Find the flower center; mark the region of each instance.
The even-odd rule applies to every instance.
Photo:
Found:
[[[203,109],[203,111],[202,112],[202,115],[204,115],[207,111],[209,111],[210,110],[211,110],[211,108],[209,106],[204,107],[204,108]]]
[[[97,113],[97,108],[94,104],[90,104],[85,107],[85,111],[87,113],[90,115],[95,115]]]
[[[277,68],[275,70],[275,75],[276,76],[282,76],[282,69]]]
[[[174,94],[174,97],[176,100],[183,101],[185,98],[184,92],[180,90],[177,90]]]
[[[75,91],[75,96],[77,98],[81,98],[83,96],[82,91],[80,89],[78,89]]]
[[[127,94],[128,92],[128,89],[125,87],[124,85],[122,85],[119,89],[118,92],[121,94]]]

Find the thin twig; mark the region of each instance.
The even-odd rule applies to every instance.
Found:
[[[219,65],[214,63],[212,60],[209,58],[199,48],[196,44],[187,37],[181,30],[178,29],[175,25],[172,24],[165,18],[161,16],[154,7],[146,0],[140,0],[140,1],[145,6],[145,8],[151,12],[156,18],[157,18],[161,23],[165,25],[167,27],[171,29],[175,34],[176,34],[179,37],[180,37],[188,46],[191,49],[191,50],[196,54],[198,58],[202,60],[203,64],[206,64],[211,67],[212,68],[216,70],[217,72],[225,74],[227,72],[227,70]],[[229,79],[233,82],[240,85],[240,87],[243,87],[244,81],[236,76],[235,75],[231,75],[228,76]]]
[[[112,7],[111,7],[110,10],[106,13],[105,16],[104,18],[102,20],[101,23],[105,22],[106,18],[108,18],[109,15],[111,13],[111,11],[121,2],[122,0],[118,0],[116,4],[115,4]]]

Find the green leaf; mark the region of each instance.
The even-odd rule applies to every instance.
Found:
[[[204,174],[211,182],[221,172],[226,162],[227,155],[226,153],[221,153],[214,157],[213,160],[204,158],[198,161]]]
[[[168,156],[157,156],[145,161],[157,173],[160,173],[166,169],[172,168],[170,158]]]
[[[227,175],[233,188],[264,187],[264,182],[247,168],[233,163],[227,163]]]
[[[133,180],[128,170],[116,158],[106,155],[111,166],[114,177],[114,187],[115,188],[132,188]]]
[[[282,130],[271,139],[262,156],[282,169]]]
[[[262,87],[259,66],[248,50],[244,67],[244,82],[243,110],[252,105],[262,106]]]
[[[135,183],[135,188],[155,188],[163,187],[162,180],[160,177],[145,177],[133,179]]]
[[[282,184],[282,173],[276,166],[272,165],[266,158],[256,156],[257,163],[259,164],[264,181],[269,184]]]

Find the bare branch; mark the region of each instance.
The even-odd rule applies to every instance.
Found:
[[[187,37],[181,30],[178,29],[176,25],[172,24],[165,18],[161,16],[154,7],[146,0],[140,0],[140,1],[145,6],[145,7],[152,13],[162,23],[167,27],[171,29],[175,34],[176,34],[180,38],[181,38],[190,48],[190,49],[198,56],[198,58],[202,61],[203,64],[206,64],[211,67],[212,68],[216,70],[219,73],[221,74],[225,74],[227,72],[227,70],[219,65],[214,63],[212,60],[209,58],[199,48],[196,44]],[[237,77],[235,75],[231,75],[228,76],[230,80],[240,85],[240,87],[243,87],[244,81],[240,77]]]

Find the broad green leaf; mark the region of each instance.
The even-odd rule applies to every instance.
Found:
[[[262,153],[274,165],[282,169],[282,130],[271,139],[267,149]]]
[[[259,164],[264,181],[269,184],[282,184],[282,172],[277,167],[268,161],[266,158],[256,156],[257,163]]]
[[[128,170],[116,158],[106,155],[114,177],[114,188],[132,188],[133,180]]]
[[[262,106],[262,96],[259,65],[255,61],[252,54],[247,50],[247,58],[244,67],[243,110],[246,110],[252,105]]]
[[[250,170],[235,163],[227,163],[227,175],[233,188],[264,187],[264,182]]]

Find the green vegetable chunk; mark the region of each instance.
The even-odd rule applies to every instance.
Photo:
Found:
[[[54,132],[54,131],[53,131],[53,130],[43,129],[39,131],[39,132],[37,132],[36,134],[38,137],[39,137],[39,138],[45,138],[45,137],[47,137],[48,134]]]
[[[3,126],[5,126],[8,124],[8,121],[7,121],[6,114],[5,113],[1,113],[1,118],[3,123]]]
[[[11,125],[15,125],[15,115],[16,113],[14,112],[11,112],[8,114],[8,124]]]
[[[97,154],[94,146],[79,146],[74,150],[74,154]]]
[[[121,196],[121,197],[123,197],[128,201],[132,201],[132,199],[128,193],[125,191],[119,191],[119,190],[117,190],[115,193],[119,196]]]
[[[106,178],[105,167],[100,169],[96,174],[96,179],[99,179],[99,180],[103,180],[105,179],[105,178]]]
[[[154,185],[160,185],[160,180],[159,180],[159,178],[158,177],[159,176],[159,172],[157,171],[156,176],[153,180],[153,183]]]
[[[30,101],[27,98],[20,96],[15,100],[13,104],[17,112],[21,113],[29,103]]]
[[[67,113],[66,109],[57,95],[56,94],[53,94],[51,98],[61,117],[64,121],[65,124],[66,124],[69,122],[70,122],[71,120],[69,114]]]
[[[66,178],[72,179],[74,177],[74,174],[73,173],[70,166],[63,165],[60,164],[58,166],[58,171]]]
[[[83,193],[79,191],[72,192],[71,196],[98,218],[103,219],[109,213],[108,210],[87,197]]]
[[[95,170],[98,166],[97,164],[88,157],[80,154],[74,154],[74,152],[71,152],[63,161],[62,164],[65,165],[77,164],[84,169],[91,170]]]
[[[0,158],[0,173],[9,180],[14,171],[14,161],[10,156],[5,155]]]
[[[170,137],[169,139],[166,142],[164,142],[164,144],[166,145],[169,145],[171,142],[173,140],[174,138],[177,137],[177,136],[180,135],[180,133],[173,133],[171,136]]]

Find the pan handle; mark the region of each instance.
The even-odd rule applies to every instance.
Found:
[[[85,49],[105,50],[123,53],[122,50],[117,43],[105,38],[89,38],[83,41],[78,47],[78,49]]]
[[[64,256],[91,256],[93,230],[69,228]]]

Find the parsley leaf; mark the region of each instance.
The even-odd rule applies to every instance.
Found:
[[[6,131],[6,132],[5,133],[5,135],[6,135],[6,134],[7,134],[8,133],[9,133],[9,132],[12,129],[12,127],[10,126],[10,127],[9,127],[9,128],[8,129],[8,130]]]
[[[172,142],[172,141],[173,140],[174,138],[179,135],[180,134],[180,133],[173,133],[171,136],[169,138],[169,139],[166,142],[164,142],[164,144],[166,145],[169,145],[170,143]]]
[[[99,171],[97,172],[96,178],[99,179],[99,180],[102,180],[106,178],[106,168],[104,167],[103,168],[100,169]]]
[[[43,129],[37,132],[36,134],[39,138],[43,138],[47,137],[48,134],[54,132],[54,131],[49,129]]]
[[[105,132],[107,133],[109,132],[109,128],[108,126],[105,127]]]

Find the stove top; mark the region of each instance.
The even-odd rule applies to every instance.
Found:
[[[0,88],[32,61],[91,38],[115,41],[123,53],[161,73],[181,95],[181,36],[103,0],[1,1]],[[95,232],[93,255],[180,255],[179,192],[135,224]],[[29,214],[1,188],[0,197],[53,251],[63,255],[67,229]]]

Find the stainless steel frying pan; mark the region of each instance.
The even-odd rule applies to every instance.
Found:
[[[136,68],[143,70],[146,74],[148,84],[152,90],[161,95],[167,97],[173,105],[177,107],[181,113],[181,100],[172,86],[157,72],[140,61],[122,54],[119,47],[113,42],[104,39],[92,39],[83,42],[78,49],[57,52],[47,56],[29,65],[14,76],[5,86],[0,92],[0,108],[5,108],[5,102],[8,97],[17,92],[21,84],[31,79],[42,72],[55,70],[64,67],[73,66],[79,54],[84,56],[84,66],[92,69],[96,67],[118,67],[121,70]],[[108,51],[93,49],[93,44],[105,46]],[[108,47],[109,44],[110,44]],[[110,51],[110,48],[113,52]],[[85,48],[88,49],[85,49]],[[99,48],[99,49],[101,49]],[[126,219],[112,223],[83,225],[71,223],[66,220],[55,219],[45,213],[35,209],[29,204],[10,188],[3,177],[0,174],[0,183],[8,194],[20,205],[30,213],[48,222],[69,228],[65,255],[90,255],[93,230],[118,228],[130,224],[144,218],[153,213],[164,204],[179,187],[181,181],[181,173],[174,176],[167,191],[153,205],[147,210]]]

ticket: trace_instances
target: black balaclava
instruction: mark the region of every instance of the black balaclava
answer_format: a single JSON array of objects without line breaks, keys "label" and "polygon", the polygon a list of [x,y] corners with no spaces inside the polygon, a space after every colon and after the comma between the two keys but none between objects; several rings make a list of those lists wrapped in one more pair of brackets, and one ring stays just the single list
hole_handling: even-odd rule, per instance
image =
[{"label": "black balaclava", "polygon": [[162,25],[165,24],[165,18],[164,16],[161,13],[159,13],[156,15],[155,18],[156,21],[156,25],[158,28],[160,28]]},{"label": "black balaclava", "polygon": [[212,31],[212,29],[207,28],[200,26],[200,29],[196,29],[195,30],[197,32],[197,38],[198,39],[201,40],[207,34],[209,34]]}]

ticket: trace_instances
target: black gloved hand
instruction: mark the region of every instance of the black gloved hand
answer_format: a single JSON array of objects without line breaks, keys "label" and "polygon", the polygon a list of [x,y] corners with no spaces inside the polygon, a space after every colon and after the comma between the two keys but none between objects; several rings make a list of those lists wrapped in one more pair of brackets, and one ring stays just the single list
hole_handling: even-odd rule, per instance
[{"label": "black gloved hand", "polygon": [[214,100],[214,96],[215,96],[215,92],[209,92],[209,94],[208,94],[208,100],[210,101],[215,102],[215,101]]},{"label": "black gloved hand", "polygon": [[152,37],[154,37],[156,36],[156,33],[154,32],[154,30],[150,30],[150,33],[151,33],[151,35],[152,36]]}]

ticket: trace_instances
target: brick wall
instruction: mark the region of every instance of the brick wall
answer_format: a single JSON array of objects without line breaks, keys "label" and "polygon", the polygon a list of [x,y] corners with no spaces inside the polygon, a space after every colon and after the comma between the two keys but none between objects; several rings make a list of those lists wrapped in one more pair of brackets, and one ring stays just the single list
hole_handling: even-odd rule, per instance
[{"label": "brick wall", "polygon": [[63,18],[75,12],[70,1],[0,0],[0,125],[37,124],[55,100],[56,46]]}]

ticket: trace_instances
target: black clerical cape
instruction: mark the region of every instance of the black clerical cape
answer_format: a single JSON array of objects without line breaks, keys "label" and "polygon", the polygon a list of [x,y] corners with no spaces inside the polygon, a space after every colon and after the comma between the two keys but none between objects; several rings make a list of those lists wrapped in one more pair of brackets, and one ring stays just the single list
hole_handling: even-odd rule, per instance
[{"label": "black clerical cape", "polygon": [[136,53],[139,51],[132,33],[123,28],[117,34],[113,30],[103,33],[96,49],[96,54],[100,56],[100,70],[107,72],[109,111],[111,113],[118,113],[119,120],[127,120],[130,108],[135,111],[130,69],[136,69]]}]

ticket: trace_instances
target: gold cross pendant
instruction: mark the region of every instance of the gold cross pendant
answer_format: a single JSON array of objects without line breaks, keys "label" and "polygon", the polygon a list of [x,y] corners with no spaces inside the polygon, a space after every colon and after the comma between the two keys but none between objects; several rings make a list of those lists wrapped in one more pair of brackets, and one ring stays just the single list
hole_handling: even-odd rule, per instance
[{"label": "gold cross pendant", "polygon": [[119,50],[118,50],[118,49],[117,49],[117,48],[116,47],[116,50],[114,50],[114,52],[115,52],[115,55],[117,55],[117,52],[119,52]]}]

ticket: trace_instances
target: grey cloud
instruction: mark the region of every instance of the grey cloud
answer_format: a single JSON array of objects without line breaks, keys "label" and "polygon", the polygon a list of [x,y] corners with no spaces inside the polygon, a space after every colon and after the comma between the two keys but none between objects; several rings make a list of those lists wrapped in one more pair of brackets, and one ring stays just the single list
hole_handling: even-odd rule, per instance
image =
----
Work instructions: Please work out how many lines of the records above contain the string "brick", with case counting, and reply with only that number.

Written answer: 3